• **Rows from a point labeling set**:
============================================================

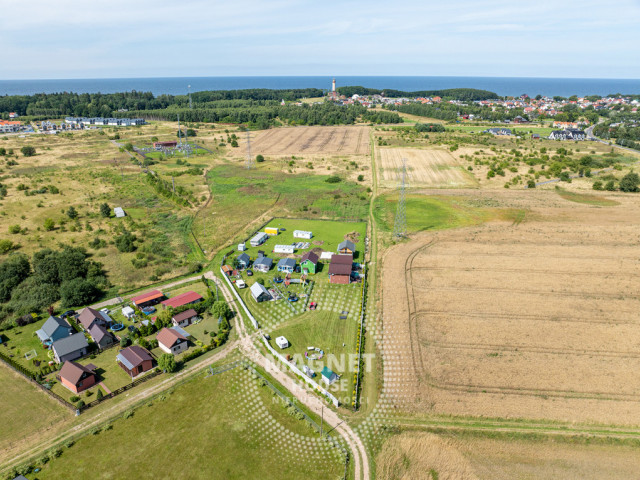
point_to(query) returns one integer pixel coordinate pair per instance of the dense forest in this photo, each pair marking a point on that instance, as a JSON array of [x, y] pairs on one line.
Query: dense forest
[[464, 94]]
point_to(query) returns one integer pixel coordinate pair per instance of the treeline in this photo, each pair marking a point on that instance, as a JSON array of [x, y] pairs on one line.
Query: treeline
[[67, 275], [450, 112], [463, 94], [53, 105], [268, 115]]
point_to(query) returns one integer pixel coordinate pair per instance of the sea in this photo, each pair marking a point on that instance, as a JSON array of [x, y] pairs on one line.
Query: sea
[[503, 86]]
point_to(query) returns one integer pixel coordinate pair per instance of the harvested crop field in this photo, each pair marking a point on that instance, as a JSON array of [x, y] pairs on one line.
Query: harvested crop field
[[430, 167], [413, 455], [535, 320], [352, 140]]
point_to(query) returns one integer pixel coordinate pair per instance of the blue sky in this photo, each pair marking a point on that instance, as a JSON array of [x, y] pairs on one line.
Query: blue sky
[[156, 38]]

============================================================

• **THE REQUEST**: Rewrite all the rows above with "point_to(query)" swapped for "locate(query)" and nothing else altered. Omit the pictures from your answer.

• **EXERCISE OUTPUT**:
locate(query) returns one integer pixel coordinate pair per instance of the dense forest in this photo, each pair marking a point on that instance, as a JSON array of [x, y] pairs on one line.
Query: dense forest
[[464, 94]]
locate(query) returns one integer pixel coordinate pair per instance of the treeline in this photo, each pair marking a point on that instance, as a JSON array of [x, y] pairs on one line.
Query: treeline
[[67, 275], [450, 112], [463, 94], [53, 105], [268, 115]]
locate(query) returns one integer pixel coordinate pair per instance of the sea in this photo, each pair marking a point on that instance, as a JSON array of [x, y] pairs on one line.
Query: sea
[[503, 86]]
locate(query) returns one integer pixel coordinate pair per instance of the harvested crop field in this photo, each pair marking a point on that instance, as a JSON array of [x, y] pairs on one line.
Query: harvested crop field
[[430, 167], [413, 455], [535, 320], [352, 140]]
locate(query) returns one integer pixel coordinate pair per instance of the blue sky in this photo, each pair marking a point on that instance, as a JSON array of [x, y] pairs on one line.
Query: blue sky
[[156, 38]]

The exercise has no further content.